**SHORT PROBLEM 1:**
Gather every line of the entries below that contains the word "instance", matching case exactly.

QuaPy implements sampling procedures and evaluation protocols that automates this endeavour.
See the Wiki for detailed examples.
## Features
* Implementation of most popular quantification methods (Classify-&-Count variants, Expectation-Maximization,
SVM-based variants for quantification, HDy, QuaNet, and Ensembles).
* Versatile functionality for performing evaluation based on artificial sampling protocols.
* Implementation of most commonly used evaluation metrics (e.g., MAE, MRAE, MSE, NKLD, etc.).
* Popular datasets for Quantification (textual and numeric) available, including:
* 32 UCI Machine Learning datasets.
* 11 Twitter Sentiment datasets.
* 3 Reviews Sentiment datasets.
* Native supports for binary and single-label scenarios of quantification.
* Model selection functionality targeting quantification-oriented losses.
* Plotting routines ("error-by-drift", "diagonal", and "bias" plots).
## Requirements
* sklearnm, numpy, scipy
* pytorch (for QuaNet)
* svmperf patched for quantification (see below)

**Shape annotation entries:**
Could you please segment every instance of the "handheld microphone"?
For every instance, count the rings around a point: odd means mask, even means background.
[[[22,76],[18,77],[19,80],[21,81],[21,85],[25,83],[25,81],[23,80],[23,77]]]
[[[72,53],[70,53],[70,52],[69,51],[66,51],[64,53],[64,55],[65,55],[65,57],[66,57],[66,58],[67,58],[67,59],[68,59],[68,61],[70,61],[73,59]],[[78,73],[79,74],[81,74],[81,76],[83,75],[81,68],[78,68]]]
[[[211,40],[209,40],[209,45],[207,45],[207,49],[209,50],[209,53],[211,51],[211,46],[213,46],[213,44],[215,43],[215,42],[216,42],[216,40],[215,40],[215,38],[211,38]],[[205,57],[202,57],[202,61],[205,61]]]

**SHORT PROBLEM 2:**
Quote the QuaPy overview above in full, with no changes.

**FULL RESPONSE 1:**
Could you please segment every instance of the "handheld microphone"?
For every instance, count the rings around a point: odd means mask, even means background.

**FULL RESPONSE 2:**
QuaPy implements sampling procedures and evaluation protocols that automates this endeavour.
See the Wiki for detailed examples.
## Features
* Implementation of most popular quantification methods (Classify-&-Count variants, Expectation-Maximization,
SVM-based variants for quantification, HDy, QuaNet, and Ensembles).
* Versatile functionality for performing evaluation based on artificial sampling protocols.
* Implementation of most commonly used evaluation metrics (e.g., MAE, MRAE, MSE, NKLD, etc.).
* Popular datasets for Quantification (textual and numeric) available, including:
* 32 UCI Machine Learning datasets.
* 11 Twitter Sentiment datasets.
* 3 Reviews Sentiment datasets.
* Native supports for binary and single-label scenarios of quantification.
* Model selection functionality targeting quantification-oriented losses.
* Plotting routines ("error-by-drift", "diagonal", and "bias" plots).
## Requirements
* sklearnm, numpy, scipy
* pytorch (for QuaNet)
* svmperf patched for quantification (see below)